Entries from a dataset
================================
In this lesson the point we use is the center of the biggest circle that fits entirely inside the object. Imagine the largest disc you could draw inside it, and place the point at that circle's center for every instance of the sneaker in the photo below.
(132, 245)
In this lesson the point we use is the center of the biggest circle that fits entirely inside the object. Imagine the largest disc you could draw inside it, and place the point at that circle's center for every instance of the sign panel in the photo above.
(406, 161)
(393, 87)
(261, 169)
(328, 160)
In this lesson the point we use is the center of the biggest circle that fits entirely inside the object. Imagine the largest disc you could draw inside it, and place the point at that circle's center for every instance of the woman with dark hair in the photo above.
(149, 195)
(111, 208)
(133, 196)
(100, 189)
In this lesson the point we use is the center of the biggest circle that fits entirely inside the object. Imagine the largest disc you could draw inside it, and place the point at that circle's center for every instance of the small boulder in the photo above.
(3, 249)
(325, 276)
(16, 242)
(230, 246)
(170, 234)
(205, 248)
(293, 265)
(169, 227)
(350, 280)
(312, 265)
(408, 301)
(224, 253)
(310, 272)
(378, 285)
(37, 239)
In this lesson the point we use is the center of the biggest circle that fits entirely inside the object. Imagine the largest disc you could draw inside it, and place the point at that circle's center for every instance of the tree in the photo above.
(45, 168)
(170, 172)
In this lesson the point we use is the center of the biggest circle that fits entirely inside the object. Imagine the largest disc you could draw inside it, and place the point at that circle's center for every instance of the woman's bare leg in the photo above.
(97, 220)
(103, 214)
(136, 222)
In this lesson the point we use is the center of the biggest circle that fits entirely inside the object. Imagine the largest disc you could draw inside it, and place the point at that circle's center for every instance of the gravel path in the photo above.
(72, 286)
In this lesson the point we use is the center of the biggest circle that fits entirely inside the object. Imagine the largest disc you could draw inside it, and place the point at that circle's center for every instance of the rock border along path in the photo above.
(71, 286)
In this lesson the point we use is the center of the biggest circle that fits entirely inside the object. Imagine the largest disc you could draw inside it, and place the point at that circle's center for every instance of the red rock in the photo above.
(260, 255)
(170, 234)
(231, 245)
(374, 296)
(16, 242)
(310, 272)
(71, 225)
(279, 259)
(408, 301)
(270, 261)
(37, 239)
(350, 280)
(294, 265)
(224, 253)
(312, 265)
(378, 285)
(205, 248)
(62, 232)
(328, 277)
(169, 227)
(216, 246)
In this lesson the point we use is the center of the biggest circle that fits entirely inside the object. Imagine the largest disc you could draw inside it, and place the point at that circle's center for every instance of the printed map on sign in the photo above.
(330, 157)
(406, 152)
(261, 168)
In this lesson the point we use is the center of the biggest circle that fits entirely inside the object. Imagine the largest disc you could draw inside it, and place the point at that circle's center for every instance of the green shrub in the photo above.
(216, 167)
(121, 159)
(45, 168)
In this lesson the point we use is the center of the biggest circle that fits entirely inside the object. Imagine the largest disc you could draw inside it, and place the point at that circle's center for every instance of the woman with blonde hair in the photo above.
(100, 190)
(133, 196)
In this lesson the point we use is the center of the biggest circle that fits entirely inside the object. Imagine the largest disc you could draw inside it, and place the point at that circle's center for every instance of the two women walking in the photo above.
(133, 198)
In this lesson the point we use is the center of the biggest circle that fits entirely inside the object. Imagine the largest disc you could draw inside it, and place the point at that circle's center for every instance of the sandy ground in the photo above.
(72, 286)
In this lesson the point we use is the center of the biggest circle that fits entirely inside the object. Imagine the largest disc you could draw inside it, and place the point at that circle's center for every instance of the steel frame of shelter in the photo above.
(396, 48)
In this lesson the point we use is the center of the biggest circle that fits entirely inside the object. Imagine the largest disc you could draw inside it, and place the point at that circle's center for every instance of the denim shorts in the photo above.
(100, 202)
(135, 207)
================================
EXERCISE>
Repeat every entry word for word.

ANSWER FOR THE TASK>
In this lesson the point we use is the center of the biggest circle that fits entirely inside the object. Imagine the largest disc you could draw inside it, and place the point at that circle's center for every instance of the sneaker in the photo below.
(132, 245)
In this lesson the point we use is the center of the biggest circle that fits entirely inside the object. Imagine the largest disc you could draw inside it, and place the point at that circle's center for every instance of the sign panel in the photo above.
(406, 161)
(393, 87)
(261, 169)
(328, 160)
In this lesson the point we use is the center of the biggest circle that fits entirely inside the object. Imagine the largest disc you could draw inside it, and place the point at that circle's center for every instance of the woman with dark hair in the photo above.
(149, 195)
(111, 208)
(133, 196)
(100, 189)
In this lesson the point we use is the center of the biggest circle that fits entirely inside the object. Imagine the largest disc you could draw inside it, and place the point at that circle's center for every instance of the small boulder in the photo above.
(3, 249)
(325, 276)
(16, 242)
(230, 246)
(170, 234)
(205, 248)
(293, 265)
(169, 227)
(350, 280)
(312, 265)
(408, 301)
(224, 253)
(310, 272)
(378, 285)
(37, 239)
In this lesson the point we use is the center of the biggest circle that fits entirely inside the object. Imagine the largest disc you could draw inside it, and place the point at that circle's center for every instance of the tree in the photo above.
(45, 168)
(170, 172)
In this lesson the point we use is the center of the biggest circle that fits entirely inside the object. Imagine the largest disc you could draw inside it, and place the point at that circle's center for every instance of the woman's bare leg in the photo above.
(97, 220)
(103, 214)
(136, 222)
In this lesson the point we use is the center of the biggest circle that fits entirely inside the object. Imagine the largest disc you could draw inside it, and place the point at that circle's center for every instance of the gravel path in the photo above.
(72, 286)
In this lesson the point we use is the center of the biggest circle that fits entirely inside the object. Imagine the largest disc you could draw inside it, and place the point at that circle's center for every instance of the rock border along path in the photo above.
(71, 286)
In this lesson the point we use is the center of the biggest circle that fits entirely inside the object. Imagine the largest disc you could draw inside it, and place the point at that circle's center for every instance of the red rock in the photo above.
(260, 255)
(170, 234)
(231, 245)
(374, 296)
(16, 242)
(310, 272)
(71, 225)
(279, 259)
(408, 301)
(270, 261)
(37, 239)
(350, 280)
(294, 265)
(224, 253)
(312, 265)
(378, 285)
(205, 248)
(62, 232)
(328, 277)
(169, 227)
(216, 246)
In this lesson the point we use is the center of the biggest circle that fits entirely inside the object. Imagine the largest disc you could draw inside it, and place the point at that circle's center for every instance of the printed map on sign in the photo above.
(330, 157)
(406, 152)
(261, 168)
In this lesson the point we use is the center of the biggest circle that fits entirely inside the object. Imagine the largest disc you could draw inside it, and place the point at that circle's center for every instance of the green shrub in the photo above.
(216, 167)
(121, 159)
(45, 168)
In this lesson the point we use is the center of the biggest circle that fits entirely inside the object. Imagine the largest disc you could draw inside it, and place the point at that circle's center for every instance of the woman with blonde hair in the photo above.
(100, 190)
(133, 196)
In this lesson the point we use is the center of the biggest circle that fits entirely inside the object. Imagine the largest disc you could draw inside it, and place the point at that circle's center for every instance of the two women walking in the photo above.
(133, 198)
In this lesson the point we use is the center of the biggest circle that fits entirely inside the object. Imagine the largest disc you could draw inside it, and place the point at that circle's center for every instance of the sandy ground in the photo above.
(72, 286)
In this lesson the point we use is the center of the biggest circle that fits entirely inside the object. Imagine the largest disc you could draw inside it, and place the point at that circle's center for every instance of the steel frame of shelter in the photo above.
(396, 48)
In this lesson the point we use is the center of the biggest circle that fits entirely inside the object. Imagine the largest disc you could draw inside it, and place the point at that circle's center for every instance of the denim shorts in the photo above.
(100, 202)
(135, 207)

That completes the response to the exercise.